-- Stored data entries --

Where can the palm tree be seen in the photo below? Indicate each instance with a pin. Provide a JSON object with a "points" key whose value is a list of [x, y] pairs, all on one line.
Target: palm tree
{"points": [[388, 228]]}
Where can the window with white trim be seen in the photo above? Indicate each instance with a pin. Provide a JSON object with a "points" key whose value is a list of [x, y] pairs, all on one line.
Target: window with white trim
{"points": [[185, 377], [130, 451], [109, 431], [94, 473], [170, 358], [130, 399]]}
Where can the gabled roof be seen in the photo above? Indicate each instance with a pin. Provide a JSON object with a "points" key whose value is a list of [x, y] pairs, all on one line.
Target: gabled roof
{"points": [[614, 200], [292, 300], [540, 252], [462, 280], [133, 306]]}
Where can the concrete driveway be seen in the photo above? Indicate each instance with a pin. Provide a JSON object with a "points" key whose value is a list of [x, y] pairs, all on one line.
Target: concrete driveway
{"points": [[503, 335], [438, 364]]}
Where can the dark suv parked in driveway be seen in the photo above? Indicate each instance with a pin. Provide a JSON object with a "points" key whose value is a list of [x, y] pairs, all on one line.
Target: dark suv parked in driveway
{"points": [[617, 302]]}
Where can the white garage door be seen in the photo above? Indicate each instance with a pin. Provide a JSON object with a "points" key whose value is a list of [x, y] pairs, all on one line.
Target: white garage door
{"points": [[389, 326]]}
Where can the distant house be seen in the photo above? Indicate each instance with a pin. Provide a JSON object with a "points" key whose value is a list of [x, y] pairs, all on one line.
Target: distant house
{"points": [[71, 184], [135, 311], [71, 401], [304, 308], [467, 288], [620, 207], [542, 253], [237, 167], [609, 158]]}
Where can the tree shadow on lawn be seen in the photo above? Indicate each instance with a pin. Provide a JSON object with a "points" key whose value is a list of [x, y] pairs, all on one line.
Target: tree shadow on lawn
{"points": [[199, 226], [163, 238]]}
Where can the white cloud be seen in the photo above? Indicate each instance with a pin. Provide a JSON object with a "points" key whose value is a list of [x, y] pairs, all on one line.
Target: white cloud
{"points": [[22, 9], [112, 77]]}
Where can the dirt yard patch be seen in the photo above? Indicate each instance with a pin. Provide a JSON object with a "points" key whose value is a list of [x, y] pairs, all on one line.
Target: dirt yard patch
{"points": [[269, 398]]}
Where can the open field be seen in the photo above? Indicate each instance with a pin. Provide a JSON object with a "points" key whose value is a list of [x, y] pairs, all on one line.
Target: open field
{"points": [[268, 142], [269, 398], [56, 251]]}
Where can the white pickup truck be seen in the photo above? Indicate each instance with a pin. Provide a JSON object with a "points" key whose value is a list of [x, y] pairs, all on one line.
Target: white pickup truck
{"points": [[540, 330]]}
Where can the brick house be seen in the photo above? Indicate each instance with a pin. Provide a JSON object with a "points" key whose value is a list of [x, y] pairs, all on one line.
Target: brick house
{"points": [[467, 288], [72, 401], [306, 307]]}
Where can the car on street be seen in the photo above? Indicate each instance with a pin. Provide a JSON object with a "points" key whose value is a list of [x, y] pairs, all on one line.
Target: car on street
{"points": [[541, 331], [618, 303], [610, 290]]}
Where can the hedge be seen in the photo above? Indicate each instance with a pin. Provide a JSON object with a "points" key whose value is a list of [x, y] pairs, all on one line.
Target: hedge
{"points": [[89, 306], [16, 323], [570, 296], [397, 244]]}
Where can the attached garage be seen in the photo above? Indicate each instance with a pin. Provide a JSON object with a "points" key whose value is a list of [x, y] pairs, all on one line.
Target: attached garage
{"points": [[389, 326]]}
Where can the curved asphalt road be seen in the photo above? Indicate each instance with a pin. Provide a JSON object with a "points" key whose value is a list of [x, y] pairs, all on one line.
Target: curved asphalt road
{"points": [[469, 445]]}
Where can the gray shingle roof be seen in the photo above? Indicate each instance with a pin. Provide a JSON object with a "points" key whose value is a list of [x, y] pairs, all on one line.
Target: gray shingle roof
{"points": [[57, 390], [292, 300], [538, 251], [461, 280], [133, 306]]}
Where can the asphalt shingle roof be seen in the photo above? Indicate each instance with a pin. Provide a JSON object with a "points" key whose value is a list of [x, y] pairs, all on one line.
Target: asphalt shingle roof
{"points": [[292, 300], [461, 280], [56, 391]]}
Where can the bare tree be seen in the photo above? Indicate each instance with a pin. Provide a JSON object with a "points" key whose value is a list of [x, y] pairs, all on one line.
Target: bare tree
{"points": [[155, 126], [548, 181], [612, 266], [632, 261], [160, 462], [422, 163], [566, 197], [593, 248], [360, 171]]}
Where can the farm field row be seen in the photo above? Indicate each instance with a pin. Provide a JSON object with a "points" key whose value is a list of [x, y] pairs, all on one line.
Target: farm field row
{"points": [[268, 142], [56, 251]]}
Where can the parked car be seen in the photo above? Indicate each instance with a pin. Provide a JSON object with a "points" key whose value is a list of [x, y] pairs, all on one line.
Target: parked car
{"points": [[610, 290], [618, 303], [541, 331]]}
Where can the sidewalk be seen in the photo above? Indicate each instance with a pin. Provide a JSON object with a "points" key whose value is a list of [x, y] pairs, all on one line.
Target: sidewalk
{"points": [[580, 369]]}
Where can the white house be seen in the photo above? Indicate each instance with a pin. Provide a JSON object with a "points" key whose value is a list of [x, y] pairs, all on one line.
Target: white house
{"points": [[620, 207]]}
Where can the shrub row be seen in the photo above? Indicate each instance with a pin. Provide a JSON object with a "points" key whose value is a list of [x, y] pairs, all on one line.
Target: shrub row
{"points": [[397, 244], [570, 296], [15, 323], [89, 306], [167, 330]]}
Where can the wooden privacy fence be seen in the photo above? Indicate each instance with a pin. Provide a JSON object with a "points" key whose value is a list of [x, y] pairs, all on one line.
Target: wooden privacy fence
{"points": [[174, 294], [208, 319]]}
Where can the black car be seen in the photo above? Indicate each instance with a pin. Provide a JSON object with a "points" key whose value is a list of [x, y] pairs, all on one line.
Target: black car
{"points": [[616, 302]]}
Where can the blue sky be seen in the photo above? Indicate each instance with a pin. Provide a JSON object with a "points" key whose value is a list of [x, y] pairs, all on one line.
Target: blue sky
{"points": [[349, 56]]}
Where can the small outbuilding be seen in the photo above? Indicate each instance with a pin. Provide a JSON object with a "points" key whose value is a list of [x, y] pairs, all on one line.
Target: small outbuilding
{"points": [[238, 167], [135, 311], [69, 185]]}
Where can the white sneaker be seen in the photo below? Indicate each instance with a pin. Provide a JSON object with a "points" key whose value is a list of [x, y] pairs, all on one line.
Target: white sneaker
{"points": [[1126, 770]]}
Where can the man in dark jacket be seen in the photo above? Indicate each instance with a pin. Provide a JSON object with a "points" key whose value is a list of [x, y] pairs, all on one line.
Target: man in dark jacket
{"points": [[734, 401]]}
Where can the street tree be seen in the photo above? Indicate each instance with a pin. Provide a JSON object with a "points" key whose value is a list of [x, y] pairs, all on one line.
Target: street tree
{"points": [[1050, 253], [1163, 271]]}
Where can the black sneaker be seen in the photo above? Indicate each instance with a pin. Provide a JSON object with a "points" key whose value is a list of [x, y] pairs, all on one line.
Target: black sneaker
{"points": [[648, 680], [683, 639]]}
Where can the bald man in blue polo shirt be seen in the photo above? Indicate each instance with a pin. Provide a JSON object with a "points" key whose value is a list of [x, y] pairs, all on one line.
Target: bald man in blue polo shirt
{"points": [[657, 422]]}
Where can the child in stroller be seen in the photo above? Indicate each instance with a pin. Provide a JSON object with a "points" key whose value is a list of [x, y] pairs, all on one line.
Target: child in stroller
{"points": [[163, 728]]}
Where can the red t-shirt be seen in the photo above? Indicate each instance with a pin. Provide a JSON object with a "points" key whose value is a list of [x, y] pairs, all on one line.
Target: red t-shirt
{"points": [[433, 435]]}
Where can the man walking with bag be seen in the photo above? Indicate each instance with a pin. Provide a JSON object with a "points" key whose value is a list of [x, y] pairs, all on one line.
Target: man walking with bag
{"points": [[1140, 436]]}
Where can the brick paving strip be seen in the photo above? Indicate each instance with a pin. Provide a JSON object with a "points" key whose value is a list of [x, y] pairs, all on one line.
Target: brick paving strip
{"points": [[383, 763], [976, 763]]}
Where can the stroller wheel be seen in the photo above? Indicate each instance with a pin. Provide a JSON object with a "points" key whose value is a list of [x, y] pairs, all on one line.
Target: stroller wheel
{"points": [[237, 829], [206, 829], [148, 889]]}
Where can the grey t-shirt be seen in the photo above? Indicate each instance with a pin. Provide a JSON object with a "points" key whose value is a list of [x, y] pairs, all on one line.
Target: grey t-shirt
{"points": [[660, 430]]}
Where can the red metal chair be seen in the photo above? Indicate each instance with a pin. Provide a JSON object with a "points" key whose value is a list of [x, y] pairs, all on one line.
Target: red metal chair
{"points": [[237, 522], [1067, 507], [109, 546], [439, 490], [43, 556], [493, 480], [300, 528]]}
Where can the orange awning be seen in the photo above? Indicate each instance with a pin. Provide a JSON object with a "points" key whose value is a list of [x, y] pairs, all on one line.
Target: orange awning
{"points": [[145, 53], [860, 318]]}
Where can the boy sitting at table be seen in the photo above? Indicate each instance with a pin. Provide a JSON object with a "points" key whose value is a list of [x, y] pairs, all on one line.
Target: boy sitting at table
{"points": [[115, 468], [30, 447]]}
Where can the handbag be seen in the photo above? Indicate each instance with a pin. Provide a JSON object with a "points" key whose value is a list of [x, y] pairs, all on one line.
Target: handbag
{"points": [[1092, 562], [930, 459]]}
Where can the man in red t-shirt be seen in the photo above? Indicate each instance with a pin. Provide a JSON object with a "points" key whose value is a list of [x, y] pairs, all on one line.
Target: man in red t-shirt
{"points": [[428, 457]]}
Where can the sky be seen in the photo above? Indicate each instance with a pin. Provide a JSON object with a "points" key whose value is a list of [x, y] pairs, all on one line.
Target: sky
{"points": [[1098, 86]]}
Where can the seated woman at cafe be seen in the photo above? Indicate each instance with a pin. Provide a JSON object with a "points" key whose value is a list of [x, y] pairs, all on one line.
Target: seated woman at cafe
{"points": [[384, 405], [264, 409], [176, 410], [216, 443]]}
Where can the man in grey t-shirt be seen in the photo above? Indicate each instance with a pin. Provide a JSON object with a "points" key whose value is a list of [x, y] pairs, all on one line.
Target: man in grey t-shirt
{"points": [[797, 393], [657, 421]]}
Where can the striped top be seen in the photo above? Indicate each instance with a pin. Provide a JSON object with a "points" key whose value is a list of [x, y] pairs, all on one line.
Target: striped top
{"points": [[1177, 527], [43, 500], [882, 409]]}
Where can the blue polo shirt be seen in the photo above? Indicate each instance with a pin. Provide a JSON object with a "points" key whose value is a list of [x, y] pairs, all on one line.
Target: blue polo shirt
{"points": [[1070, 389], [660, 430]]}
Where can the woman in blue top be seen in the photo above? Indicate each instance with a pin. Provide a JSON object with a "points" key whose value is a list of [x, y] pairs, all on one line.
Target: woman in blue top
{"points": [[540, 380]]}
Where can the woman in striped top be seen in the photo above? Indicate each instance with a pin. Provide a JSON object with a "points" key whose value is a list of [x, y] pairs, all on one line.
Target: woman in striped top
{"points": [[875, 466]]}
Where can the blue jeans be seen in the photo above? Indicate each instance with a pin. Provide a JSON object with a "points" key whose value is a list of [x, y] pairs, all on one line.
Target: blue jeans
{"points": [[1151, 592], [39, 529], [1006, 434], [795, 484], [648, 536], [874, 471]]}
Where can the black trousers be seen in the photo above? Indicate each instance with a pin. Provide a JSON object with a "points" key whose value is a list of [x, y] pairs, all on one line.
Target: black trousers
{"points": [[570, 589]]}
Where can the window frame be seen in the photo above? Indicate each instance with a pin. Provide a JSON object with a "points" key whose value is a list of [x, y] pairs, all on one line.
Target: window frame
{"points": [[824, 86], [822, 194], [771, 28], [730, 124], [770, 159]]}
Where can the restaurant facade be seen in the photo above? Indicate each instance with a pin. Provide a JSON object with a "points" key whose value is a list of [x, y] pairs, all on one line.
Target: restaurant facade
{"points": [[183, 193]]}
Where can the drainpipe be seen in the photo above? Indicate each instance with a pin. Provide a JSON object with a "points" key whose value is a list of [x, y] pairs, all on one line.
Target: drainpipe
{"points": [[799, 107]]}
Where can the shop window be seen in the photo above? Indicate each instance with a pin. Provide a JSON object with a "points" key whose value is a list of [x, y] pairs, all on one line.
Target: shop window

-- Exercise --
There is a run of lines above from the one with "Where can the parked" to the one with "Where can the sidewalk"; print exactly that run, both ends included, and nothing else.

-- Response to the task --
Where can the parked car be seen in the photo above? Indicate each instance with a pin. Provide a JSON object with a "points" key whose value is a list of [x, y] pairs, all on one line.
Target: parked car
{"points": [[610, 290], [618, 303], [541, 331]]}
Where can the sidewalk be seen in the photo above? Indicate each instance with a pin. Provide a JSON object with a "points" key whose value is a list of [x, y] pairs, all on one line.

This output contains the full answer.